Exercise task >>
Reproduce the lines below, swapping every "detection" for "prediction" and leaving the rest unchanged.

++++ Provided material

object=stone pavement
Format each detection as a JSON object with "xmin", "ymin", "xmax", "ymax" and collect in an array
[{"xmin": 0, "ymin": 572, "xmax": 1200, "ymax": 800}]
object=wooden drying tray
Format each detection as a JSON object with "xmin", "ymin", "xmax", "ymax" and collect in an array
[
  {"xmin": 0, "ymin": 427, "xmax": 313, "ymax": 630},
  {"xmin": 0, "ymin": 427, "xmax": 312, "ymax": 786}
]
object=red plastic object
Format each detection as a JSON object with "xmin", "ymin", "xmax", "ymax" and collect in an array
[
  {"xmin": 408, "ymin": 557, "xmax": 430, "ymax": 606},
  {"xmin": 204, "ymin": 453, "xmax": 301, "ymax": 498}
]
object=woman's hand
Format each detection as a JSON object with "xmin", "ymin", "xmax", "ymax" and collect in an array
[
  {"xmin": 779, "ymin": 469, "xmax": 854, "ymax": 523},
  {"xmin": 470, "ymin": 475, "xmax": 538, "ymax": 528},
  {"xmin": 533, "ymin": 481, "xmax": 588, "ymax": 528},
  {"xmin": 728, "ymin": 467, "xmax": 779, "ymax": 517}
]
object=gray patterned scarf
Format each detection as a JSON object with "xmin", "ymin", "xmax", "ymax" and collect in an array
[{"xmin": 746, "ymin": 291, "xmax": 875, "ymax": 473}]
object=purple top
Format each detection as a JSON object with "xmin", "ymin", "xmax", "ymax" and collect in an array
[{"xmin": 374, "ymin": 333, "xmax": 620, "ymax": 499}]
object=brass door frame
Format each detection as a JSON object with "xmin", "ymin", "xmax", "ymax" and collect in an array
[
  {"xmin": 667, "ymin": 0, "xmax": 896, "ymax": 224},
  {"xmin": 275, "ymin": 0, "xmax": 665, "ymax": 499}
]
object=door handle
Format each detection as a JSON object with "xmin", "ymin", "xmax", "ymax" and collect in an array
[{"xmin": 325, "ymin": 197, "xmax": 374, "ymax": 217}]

++++++++

Solution to this task >>
object=stone pavement
Format each prediction as a JSON object with "xmin", "ymin", "xmax", "ymax" and collect in an array
[{"xmin": 0, "ymin": 572, "xmax": 1200, "ymax": 800}]
object=wooden drying tray
Format each prediction as a JSON object with "xmin", "ymin", "xmax", "ymax" and collect in an array
[
  {"xmin": 0, "ymin": 427, "xmax": 313, "ymax": 630},
  {"xmin": 0, "ymin": 427, "xmax": 312, "ymax": 786}
]
object=red plastic object
Format each prediction as a JSON object with "xmin", "ymin", "xmax", "ymax" and collect in an array
[
  {"xmin": 408, "ymin": 557, "xmax": 430, "ymax": 606},
  {"xmin": 204, "ymin": 453, "xmax": 301, "ymax": 498}
]
object=woman's hand
Format each prediction as a JSON object with "xmin", "ymin", "xmax", "ymax" and collect in an array
[
  {"xmin": 779, "ymin": 469, "xmax": 854, "ymax": 523},
  {"xmin": 470, "ymin": 475, "xmax": 538, "ymax": 528},
  {"xmin": 533, "ymin": 481, "xmax": 588, "ymax": 528},
  {"xmin": 728, "ymin": 467, "xmax": 779, "ymax": 517}
]
object=gray patterned scarf
Format each prediction as a JSON object with "xmin", "ymin", "xmax", "ymax" and collect in an array
[{"xmin": 746, "ymin": 291, "xmax": 875, "ymax": 473}]
object=purple top
Format each prediction as a JSON object with "xmin", "ymin", "xmax", "ymax" and collect in an array
[{"xmin": 374, "ymin": 333, "xmax": 620, "ymax": 499}]
object=brass door frame
Format each prediction as a JSON object with "xmin", "ymin", "xmax", "ymax" and collect in an array
[
  {"xmin": 667, "ymin": 0, "xmax": 896, "ymax": 224},
  {"xmin": 275, "ymin": 0, "xmax": 665, "ymax": 499}
]
object=door handle
Format each prediction as a JSON object with "xmin", "ymin", "xmax", "ymax" and collect in an array
[{"xmin": 325, "ymin": 197, "xmax": 374, "ymax": 217}]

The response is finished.